• _SUPPLIED TEXT_:
Traditions of humanistic thought and activism, and traditions of scientific investigation and practice, admit of such variation across time and place that it can be a dizzying task to grapple with one or the other let alone both together. That said, understanding at least some of the many, deep connections between these richly varied traditions seems crucial if we are to think well – perceptively and wisely – about how we may hope to connect them today and in the future. It is not hyperbolic, I think, to suggest that humanistic aspirations for the dignity and well-being of persons and the very integrity of the world in which we live have never been more intimately connected to the nature and consequences, whether intended or unintended, of our science and technology. This book is an attempt to illuminate a number of striking relationships between humanistic thought and science – and to help us consider the promise and challenges inherent in the foremost ambition of contemporary humanism for science: that it may serve to improve the human condition, broadly conceived.

Described this way, the project of this volume could easily have been a massive undertaking, encompassing a detailed intellectual history spanning millennia concerning the development of humanism, science, and relationships between the two. Our goal, though, has not been to write the encyclopedia this suggests but, more modestly, to motivate something of a philosophical agenda. It is fair to say that while issues relating to science and humanism pervade the history of ideas, the topic itself has been for the most part neglected in recent years and in contemporary discussions of science and society, even while the inhabitants of our planet are beset by mounting challenges on a global scale. Given the importance this suggests of a return to thinking about connections between humanist aspirations and scientific practice, and before describing more concretely some of the seeds we are attempting to sow here, let me make two further, preparatory remarks – one about reading the book, and another about the partiality of what we have been able to tackle.

• _WORK TO DO_: Write the paragraph that would follow the final sentence of the passage on humanism and science.

• _DATASET_:
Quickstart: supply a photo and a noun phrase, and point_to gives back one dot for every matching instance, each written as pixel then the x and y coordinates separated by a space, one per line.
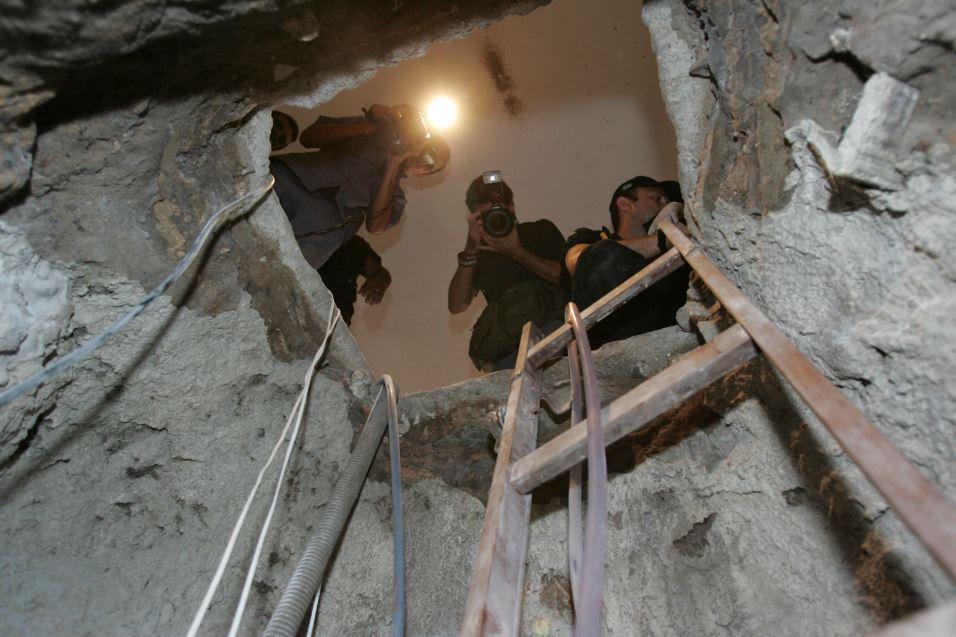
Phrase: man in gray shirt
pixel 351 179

---

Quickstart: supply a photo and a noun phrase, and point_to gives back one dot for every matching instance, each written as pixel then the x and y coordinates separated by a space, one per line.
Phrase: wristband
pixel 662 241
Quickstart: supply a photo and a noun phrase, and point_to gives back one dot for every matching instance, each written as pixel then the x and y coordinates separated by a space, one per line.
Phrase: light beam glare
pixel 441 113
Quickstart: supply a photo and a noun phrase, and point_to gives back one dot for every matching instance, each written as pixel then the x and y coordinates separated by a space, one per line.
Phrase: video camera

• _OUTPUT FOR THIS TASK_:
First, then, who are these essays for? We have tried to make them accessible to a wide audience. While we hope and expect that philosophers, scientists, historians, and other scholars will be interested – after all, the discussions here range over the philosophy of science (and values), the history of philosophy and science, ethical, social, and political matters, and the history of ideas – we also hope to reach people beyond the academy. Granted, the ease with which these chapters may be read will, of course, vary somewhat with one’s background interests and willingness to look up the occasional, unfamiliar term, but we have tried to avoid excessive jargon and to explain more technical ideas where they are helpful. It is worth noting the reason for this, I think: To the extent that we as a species share a collective interest in making this world a better one, it is incumbent on us, in as many ways as we can, to bring experts and nonexperts together to think about how we are going to proceed, collectively, and nowhere is this more urgent than in the domain of science and humanism.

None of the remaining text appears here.